## Referring expression data
==*==

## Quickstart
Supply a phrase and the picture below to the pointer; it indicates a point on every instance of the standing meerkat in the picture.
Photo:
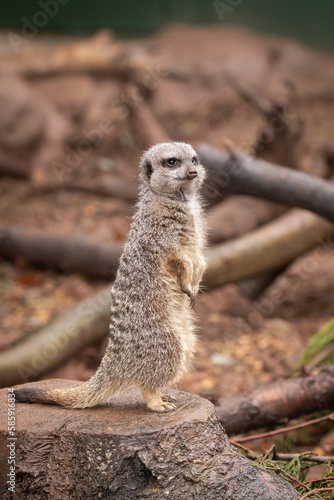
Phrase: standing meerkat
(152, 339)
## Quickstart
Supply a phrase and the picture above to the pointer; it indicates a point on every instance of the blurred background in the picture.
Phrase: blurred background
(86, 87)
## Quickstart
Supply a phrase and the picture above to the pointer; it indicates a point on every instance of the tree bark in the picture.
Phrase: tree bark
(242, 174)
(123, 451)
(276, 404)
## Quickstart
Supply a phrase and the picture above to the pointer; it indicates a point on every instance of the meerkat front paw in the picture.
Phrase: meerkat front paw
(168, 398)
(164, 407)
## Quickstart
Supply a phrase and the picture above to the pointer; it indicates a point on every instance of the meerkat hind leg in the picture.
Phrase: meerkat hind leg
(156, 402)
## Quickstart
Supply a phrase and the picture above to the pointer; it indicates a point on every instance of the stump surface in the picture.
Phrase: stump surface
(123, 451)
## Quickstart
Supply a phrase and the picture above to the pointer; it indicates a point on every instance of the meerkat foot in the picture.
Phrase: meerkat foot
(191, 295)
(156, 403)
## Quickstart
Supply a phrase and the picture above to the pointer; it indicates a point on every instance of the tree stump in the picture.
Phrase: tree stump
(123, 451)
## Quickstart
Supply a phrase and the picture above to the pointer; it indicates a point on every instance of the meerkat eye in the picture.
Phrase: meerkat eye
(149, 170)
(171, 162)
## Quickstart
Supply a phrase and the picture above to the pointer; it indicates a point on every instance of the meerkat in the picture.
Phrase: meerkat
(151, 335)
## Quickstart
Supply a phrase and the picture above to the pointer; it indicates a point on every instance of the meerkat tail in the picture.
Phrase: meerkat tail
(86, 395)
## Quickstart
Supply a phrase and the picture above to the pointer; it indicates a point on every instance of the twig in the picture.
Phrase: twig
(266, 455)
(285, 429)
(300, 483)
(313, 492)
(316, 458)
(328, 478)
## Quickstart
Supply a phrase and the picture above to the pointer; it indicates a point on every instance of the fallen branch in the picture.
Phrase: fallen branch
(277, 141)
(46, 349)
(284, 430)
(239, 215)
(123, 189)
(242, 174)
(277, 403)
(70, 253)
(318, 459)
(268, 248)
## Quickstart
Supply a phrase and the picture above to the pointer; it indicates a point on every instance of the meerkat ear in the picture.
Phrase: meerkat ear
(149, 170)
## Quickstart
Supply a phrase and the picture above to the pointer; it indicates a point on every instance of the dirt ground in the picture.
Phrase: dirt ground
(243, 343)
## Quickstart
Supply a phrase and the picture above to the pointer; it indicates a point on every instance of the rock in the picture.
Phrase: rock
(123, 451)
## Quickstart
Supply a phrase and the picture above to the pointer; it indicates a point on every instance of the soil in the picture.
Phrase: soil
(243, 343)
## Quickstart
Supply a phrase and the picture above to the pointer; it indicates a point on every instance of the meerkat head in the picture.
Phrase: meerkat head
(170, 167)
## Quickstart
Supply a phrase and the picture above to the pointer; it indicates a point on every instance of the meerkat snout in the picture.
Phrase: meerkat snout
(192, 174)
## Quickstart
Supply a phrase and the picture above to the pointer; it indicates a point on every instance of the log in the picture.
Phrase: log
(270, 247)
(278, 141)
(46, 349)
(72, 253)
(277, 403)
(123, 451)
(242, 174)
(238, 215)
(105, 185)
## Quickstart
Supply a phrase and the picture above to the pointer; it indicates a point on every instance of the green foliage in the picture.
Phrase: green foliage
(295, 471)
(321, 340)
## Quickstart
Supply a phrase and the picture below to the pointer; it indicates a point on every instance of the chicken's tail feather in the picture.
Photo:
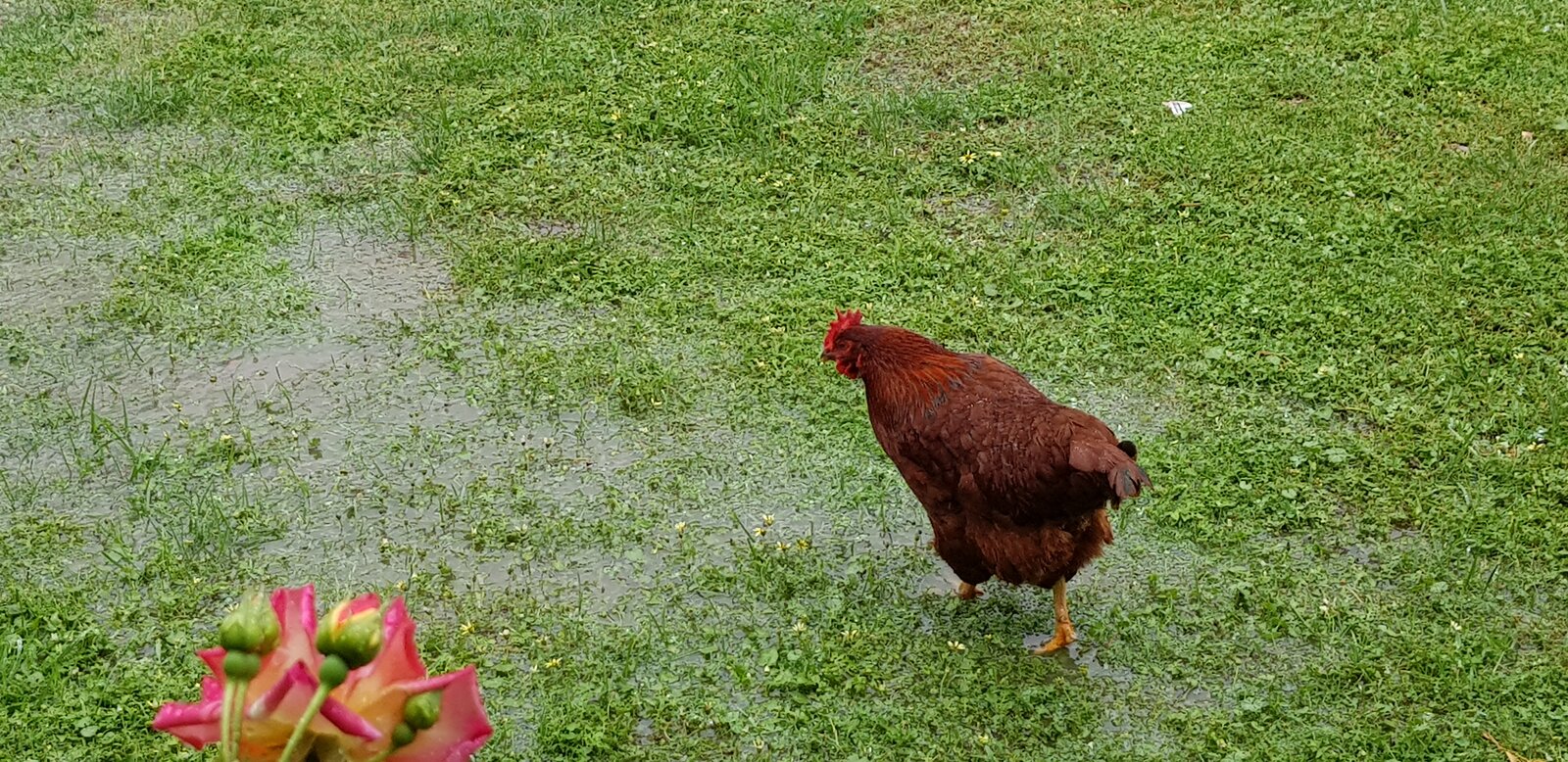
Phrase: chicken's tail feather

==*==

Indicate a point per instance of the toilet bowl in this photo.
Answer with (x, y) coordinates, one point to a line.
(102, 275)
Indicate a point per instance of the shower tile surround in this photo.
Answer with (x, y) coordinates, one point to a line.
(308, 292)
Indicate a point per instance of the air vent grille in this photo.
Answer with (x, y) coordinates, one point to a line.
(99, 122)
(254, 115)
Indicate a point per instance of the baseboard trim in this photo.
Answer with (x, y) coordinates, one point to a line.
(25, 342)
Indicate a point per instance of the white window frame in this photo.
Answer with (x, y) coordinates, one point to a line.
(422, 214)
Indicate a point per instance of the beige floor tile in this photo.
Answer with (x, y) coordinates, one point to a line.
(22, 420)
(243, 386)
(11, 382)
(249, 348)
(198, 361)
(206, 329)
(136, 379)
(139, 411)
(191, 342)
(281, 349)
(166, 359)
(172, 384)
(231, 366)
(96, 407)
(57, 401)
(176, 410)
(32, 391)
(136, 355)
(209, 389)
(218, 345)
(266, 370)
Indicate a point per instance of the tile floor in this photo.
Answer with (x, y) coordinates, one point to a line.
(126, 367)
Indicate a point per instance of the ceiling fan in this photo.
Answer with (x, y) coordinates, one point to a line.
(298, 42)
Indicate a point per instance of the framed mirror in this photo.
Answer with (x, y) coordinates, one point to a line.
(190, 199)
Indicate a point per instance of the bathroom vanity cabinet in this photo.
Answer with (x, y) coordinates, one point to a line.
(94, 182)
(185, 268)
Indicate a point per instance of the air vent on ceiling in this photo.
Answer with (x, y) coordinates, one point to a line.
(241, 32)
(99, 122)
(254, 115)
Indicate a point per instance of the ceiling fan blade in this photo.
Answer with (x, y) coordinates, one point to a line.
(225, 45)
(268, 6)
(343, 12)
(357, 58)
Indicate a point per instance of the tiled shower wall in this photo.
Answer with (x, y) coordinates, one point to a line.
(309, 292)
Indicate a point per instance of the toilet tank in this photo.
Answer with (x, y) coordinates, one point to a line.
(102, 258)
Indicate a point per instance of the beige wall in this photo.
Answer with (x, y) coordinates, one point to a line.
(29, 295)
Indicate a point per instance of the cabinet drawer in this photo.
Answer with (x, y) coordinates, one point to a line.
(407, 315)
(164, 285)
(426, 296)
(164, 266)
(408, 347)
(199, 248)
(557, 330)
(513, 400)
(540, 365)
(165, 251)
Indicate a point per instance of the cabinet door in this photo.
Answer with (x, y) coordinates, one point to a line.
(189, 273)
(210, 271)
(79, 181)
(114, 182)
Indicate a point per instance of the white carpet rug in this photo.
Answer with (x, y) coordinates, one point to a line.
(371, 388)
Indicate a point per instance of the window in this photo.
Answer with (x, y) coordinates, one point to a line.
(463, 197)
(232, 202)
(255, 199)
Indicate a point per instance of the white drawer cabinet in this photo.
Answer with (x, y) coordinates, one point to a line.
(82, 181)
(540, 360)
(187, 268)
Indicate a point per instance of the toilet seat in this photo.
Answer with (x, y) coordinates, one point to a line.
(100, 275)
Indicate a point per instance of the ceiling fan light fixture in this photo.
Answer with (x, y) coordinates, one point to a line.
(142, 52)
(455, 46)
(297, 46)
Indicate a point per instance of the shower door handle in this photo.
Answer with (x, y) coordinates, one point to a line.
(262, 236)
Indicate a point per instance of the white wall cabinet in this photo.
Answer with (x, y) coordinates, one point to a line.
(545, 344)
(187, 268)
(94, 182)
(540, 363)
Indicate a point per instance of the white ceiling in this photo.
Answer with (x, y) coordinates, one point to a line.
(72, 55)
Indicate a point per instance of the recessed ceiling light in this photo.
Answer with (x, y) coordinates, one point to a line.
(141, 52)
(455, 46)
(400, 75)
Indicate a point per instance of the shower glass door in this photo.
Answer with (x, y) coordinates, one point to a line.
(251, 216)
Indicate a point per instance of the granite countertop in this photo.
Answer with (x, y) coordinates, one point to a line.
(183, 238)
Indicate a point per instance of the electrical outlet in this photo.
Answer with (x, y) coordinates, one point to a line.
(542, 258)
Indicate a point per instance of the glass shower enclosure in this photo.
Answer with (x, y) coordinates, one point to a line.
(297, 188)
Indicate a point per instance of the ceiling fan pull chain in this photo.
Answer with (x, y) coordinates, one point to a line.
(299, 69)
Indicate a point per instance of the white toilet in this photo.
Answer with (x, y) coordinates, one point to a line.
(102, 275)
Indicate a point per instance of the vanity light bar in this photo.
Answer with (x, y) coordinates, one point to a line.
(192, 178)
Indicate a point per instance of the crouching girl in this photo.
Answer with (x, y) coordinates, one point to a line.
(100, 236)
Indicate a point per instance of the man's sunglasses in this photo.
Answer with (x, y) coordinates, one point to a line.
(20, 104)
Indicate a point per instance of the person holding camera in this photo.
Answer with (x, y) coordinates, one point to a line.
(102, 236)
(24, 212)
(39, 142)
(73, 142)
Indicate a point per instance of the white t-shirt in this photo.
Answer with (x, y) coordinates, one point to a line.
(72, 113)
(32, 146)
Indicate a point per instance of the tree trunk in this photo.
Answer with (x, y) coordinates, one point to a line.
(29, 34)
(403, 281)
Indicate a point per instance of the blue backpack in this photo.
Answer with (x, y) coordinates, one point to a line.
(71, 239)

==*==

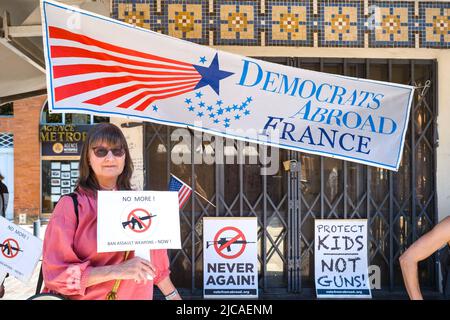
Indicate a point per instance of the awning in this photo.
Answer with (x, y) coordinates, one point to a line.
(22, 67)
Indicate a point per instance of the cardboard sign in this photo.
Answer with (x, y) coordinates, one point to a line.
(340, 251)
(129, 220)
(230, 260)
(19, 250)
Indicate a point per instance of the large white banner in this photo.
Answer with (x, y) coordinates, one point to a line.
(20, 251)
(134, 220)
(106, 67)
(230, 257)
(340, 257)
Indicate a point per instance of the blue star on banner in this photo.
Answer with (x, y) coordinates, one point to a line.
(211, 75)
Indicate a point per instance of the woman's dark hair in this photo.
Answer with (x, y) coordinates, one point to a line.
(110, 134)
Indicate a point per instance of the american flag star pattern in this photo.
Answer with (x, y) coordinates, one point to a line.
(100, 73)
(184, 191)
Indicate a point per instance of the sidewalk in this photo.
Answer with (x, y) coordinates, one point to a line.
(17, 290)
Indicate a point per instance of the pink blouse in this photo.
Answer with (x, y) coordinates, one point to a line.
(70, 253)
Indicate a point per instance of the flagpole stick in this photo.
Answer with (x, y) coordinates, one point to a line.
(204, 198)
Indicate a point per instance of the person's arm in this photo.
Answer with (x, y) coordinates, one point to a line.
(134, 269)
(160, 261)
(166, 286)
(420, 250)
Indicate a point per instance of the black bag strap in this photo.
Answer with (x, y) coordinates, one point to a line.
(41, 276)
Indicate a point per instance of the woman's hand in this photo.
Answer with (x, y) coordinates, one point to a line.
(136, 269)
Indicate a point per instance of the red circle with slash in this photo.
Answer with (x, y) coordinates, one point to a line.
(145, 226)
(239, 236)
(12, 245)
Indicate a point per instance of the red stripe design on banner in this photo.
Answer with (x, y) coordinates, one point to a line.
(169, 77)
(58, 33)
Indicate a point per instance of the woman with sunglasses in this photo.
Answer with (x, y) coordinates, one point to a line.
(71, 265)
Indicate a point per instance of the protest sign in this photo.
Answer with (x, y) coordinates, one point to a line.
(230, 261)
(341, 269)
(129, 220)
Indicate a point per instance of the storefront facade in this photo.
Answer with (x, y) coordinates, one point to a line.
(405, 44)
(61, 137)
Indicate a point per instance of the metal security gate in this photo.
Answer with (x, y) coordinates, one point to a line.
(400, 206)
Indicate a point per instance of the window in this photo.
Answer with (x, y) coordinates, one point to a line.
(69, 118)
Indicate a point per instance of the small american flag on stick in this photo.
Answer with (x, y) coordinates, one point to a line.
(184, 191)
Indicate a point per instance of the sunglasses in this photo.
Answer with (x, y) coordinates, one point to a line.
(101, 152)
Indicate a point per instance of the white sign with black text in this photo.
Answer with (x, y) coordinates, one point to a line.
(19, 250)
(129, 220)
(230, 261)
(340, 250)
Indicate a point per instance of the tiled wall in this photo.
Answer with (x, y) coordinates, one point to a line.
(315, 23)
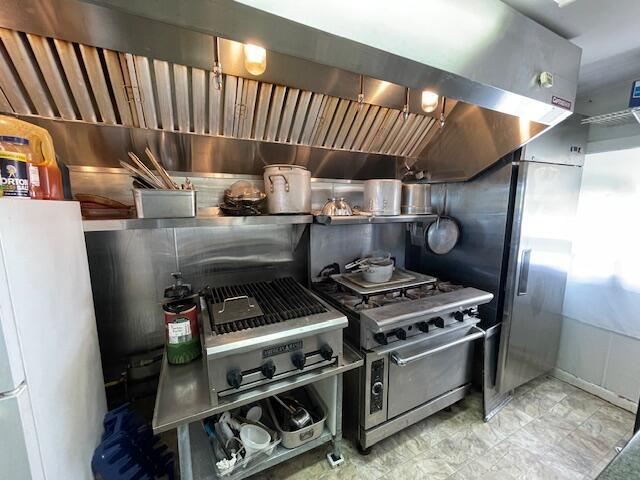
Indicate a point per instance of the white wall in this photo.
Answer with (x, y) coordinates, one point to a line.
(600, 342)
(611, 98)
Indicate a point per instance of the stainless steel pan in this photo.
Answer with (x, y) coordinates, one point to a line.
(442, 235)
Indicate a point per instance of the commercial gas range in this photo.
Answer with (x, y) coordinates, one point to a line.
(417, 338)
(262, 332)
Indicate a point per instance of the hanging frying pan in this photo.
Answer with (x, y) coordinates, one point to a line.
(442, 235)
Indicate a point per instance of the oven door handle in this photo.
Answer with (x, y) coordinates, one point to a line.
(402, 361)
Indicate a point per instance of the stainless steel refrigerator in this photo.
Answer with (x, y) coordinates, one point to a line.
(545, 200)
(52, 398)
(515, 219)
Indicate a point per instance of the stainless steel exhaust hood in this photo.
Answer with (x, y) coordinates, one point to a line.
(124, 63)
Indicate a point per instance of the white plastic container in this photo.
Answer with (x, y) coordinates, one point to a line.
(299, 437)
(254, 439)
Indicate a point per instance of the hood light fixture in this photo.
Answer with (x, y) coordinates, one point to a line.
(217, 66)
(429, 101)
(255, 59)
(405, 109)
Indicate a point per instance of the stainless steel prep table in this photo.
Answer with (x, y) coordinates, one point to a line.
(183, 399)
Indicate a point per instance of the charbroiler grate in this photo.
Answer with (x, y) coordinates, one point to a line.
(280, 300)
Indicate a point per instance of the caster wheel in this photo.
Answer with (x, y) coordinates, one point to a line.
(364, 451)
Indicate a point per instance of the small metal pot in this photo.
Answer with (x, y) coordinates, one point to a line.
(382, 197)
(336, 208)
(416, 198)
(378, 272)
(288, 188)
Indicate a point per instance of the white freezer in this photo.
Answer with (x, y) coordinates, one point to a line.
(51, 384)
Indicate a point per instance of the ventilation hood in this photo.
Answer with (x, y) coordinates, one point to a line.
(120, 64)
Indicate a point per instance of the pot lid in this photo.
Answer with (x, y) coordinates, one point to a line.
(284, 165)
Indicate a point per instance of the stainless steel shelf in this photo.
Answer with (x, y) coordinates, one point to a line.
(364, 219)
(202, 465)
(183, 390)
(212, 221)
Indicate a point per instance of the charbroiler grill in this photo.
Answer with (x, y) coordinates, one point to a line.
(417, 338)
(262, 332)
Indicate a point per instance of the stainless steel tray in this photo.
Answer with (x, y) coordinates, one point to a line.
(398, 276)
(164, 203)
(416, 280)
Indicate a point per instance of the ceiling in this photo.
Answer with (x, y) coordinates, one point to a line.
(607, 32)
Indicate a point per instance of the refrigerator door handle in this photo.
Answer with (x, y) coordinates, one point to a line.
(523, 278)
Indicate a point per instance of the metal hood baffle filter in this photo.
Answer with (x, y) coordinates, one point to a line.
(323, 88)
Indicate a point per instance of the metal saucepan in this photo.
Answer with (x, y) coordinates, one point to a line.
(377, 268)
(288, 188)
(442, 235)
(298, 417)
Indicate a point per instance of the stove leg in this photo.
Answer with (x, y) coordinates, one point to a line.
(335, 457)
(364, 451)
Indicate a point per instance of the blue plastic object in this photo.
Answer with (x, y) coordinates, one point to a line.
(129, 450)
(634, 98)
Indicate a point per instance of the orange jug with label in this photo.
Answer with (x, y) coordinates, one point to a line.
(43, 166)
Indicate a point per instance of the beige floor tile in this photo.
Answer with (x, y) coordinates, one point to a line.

==*==

## Work request
Out of the records, collect only those lines that contain the string "woman".

## Exercise result
Indicate a point per instance of the woman's dark hair in this photo.
Indicate a point per instance of the woman's hand in this photo.
Indicate a point per instance of the woman with sunglasses in this photo.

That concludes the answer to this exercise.